Exercise: Across all the records, filter for lines with the word "like" and copy them.

Study material:
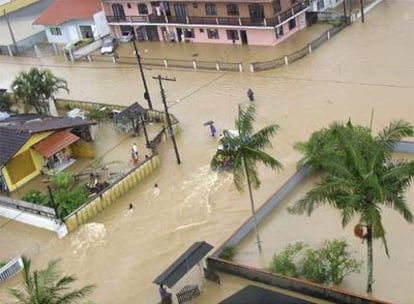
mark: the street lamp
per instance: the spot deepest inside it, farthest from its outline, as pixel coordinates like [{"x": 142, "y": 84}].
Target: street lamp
[{"x": 146, "y": 93}]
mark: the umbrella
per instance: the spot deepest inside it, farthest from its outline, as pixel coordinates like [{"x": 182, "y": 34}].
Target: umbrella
[{"x": 208, "y": 123}]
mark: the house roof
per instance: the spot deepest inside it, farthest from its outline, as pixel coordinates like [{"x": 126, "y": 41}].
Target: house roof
[
  {"x": 17, "y": 129},
  {"x": 55, "y": 142},
  {"x": 10, "y": 142},
  {"x": 34, "y": 123},
  {"x": 61, "y": 11},
  {"x": 183, "y": 264}
]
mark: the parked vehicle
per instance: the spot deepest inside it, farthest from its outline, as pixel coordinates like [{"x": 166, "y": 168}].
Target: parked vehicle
[
  {"x": 126, "y": 36},
  {"x": 109, "y": 45}
]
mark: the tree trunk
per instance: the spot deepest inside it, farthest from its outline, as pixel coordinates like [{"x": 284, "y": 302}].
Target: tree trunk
[
  {"x": 370, "y": 260},
  {"x": 259, "y": 245}
]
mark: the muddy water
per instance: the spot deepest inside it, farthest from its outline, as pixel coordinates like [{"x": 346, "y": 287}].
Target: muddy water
[{"x": 367, "y": 67}]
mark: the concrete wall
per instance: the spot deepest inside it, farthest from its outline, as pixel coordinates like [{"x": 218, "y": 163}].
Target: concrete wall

Exercise result:
per instance: the spot deepest inside it, farthest from its outline, as pixel coordinates like [{"x": 142, "y": 84}].
per instance: the spot deepest inside it, farthest from its outline, as pixel coordinates like [{"x": 182, "y": 34}].
per instance: the spot deepest inside it, farthest from its outline, as pixel coordinates like [{"x": 126, "y": 41}].
per instance: the spot deepest inside it, farthest from its outline, as pixel coordinates like [{"x": 166, "y": 168}].
per instance: the spot deepest inside it, farthest from its outline, as pixel coordinates like [{"x": 284, "y": 302}].
per instance: the spot deepest inside it, farthest from its outline, as pixel coordinates like [{"x": 346, "y": 287}].
per instance: the spot deepest inside it, farthest from its outline, as pixel coordinates like [{"x": 218, "y": 163}].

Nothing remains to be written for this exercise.